What is expected: Could you quote the lines from the start of the rows through the line containing "93), (176, 97)]", leaving the pictures out?

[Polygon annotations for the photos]

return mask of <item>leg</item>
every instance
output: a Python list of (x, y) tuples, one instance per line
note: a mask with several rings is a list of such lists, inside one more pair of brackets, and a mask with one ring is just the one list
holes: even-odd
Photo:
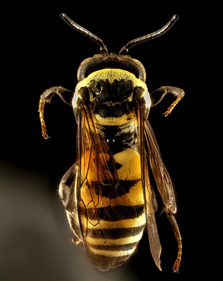
[(177, 99), (170, 104), (167, 109), (167, 111), (163, 114), (165, 116), (169, 115), (173, 109), (174, 107), (184, 95), (184, 91), (182, 89), (170, 86), (166, 86), (165, 87), (163, 86), (150, 93), (150, 97), (152, 102), (151, 106), (154, 106), (158, 103), (167, 93), (170, 93), (176, 97)]
[(164, 210), (166, 214), (166, 216), (171, 224), (173, 231), (176, 240), (178, 243), (178, 252), (177, 258), (176, 260), (173, 265), (174, 272), (178, 272), (180, 263), (181, 262), (181, 255), (182, 254), (182, 242), (181, 236), (179, 230), (177, 221), (173, 214), (169, 211), (168, 209)]
[(42, 135), (45, 139), (49, 138), (47, 133), (46, 127), (44, 121), (43, 113), (45, 102), (50, 102), (50, 100), (55, 94), (57, 94), (67, 103), (72, 105), (73, 93), (62, 87), (53, 87), (44, 92), (40, 96), (39, 104), (39, 112), (42, 127)]

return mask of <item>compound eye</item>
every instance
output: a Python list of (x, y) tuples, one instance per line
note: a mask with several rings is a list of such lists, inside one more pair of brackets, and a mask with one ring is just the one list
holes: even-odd
[(87, 63), (90, 61), (91, 61), (93, 58), (88, 58), (87, 59), (86, 59), (83, 61), (80, 65), (77, 70), (77, 80), (79, 82), (82, 80), (84, 78), (84, 77), (83, 76), (83, 73), (82, 74), (80, 74), (81, 70), (83, 66), (84, 66), (85, 64)]
[[(145, 68), (142, 65), (142, 63), (141, 63), (139, 61), (138, 61), (137, 59), (132, 59), (135, 63), (140, 66), (141, 68), (142, 68), (142, 71), (143, 73), (142, 77), (144, 76), (143, 82), (145, 82), (146, 81), (146, 71), (145, 70)], [(142, 80), (143, 79), (142, 79), (141, 80)]]
[(102, 91), (102, 88), (101, 86), (101, 84), (100, 83), (98, 83), (97, 85), (95, 88), (94, 92), (95, 95), (98, 95), (100, 94)]

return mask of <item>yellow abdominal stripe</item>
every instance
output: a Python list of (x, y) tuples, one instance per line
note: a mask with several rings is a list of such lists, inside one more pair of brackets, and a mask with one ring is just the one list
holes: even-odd
[(130, 227), (140, 227), (146, 223), (146, 216), (144, 213), (138, 217), (127, 220), (121, 220), (115, 222), (108, 222), (103, 220), (99, 221), (90, 220), (88, 224), (88, 228), (90, 229), (107, 229), (108, 228), (128, 228)]
[(141, 179), (140, 157), (137, 151), (128, 148), (114, 154), (113, 157), (116, 163), (122, 165), (117, 170), (120, 179), (129, 181)]
[[(119, 244), (118, 244), (118, 245)], [(98, 250), (92, 248), (90, 245), (89, 246), (90, 248), (91, 252), (93, 252), (95, 254), (106, 256), (114, 257), (122, 257), (125, 256), (130, 256), (133, 253), (136, 247), (136, 246), (131, 250), (129, 250), (127, 251), (112, 251)]]

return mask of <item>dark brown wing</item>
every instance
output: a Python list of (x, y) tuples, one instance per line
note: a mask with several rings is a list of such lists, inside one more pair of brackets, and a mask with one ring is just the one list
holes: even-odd
[(157, 203), (154, 191), (149, 182), (147, 164), (145, 153), (144, 175), (146, 198), (145, 202), (146, 202), (146, 227), (149, 241), (151, 253), (157, 267), (160, 270), (161, 270), (160, 260), (161, 247), (155, 215), (155, 212), (157, 208)]
[(160, 260), (161, 247), (155, 215), (155, 212), (157, 208), (157, 203), (154, 191), (149, 182), (148, 167), (148, 163), (145, 149), (145, 111), (143, 107), (141, 109), (137, 110), (136, 113), (138, 135), (140, 136), (142, 179), (145, 202), (146, 226), (151, 253), (157, 267), (160, 270), (162, 270)]
[[(144, 204), (143, 200), (138, 205), (129, 203), (98, 124), (90, 107), (82, 106), (78, 122), (78, 213), (89, 257), (104, 271), (124, 262), (135, 250), (144, 227)], [(137, 184), (134, 181), (128, 184)], [(138, 181), (141, 184), (141, 179)], [(135, 220), (137, 224), (130, 224)]]
[(162, 160), (154, 133), (148, 120), (144, 122), (145, 137), (148, 146), (150, 164), (163, 201), (173, 213), (177, 208), (170, 175)]

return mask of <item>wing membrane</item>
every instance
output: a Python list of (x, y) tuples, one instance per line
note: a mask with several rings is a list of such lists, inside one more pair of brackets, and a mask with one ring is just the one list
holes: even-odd
[[(104, 271), (123, 263), (134, 251), (144, 227), (144, 208), (143, 201), (137, 206), (129, 203), (99, 125), (90, 107), (83, 107), (78, 122), (76, 200), (87, 251), (93, 264)], [(141, 179), (138, 181), (141, 185)], [(133, 218), (136, 225), (131, 225)]]
[(177, 208), (172, 182), (162, 160), (154, 133), (148, 120), (145, 119), (145, 137), (149, 150), (150, 164), (159, 191), (165, 205), (173, 213)]

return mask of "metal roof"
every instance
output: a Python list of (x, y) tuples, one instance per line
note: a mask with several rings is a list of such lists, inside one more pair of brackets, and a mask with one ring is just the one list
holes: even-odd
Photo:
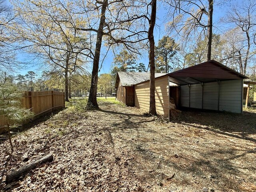
[[(155, 73), (155, 78), (159, 77), (166, 74), (166, 73)], [(120, 79), (122, 86), (131, 86), (141, 82), (149, 80), (150, 73), (142, 72), (117, 72), (116, 87), (117, 87), (118, 79)]]
[(180, 85), (247, 78), (218, 62), (211, 60), (167, 74), (170, 81)]

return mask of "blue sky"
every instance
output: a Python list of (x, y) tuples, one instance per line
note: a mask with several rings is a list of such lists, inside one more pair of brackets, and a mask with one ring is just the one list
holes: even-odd
[[(225, 12), (228, 10), (229, 7), (230, 7), (230, 5), (236, 3), (242, 3), (242, 2), (243, 1), (242, 0), (233, 0), (231, 1), (230, 3), (227, 3), (228, 4), (225, 4), (224, 6), (215, 6), (214, 7), (213, 22), (214, 27), (215, 26), (215, 27), (214, 27), (214, 32), (219, 33), (221, 32), (224, 28), (225, 28), (225, 25), (222, 26), (221, 28), (216, 28), (216, 26), (219, 26), (218, 22), (220, 18), (225, 15)], [(156, 44), (157, 44), (158, 40), (166, 34), (165, 31), (165, 24), (166, 23), (165, 17), (166, 15), (167, 11), (160, 3), (158, 3), (158, 6), (157, 13), (158, 18), (156, 22), (156, 24), (159, 26), (159, 28), (156, 28), (154, 32), (155, 41)], [(105, 52), (104, 50), (106, 50), (106, 48), (102, 46), (102, 52), (104, 53)], [(18, 55), (18, 59), (21, 61), (24, 59), (28, 60), (30, 59), (31, 59), (30, 58), (30, 56), (26, 54), (19, 54)], [(101, 59), (103, 59), (103, 57), (104, 54), (102, 54)], [(102, 68), (100, 72), (100, 74), (108, 73), (110, 72), (110, 67), (113, 62), (113, 55), (112, 53), (109, 52), (104, 61)], [(148, 64), (148, 56), (146, 55), (144, 55), (143, 58), (138, 58), (137, 62), (138, 63), (140, 62), (144, 63), (145, 64), (146, 68), (147, 68)], [(33, 64), (28, 65), (26, 68), (22, 69), (18, 72), (17, 73), (24, 75), (28, 71), (32, 70), (36, 72), (36, 73), (38, 75), (38, 78), (40, 77), (41, 70), (38, 69), (38, 67), (37, 67), (37, 66), (38, 66), (37, 62), (39, 62), (36, 60), (34, 60), (33, 62)], [(100, 62), (100, 65), (101, 63), (101, 62)], [(89, 72), (90, 72), (91, 71), (91, 66), (89, 66), (88, 70)]]

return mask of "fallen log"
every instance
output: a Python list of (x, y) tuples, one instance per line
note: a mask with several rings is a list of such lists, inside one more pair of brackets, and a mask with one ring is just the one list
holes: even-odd
[(51, 162), (53, 160), (52, 154), (48, 154), (43, 157), (38, 159), (28, 165), (22, 167), (17, 170), (12, 171), (6, 175), (6, 183), (9, 183), (13, 180), (24, 176), (31, 170), (36, 168), (37, 166), (46, 162)]

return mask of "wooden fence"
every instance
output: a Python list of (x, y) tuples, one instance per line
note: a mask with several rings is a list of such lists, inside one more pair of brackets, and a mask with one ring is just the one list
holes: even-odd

The reply:
return mask of <item>leg</item>
every instance
output: a Python list of (x, y) tuples, one instance per line
note: a mask with several rings is a list of such lists, inside one more pair of brackets, and a mask with one ring is just the one list
holes: even-odd
Photo:
[(177, 99), (170, 104), (167, 109), (167, 111), (163, 114), (165, 116), (169, 115), (173, 109), (174, 107), (184, 95), (184, 91), (182, 89), (170, 86), (166, 86), (165, 87), (163, 86), (150, 93), (150, 97), (152, 102), (151, 106), (154, 106), (158, 103), (167, 93), (170, 93), (176, 97)]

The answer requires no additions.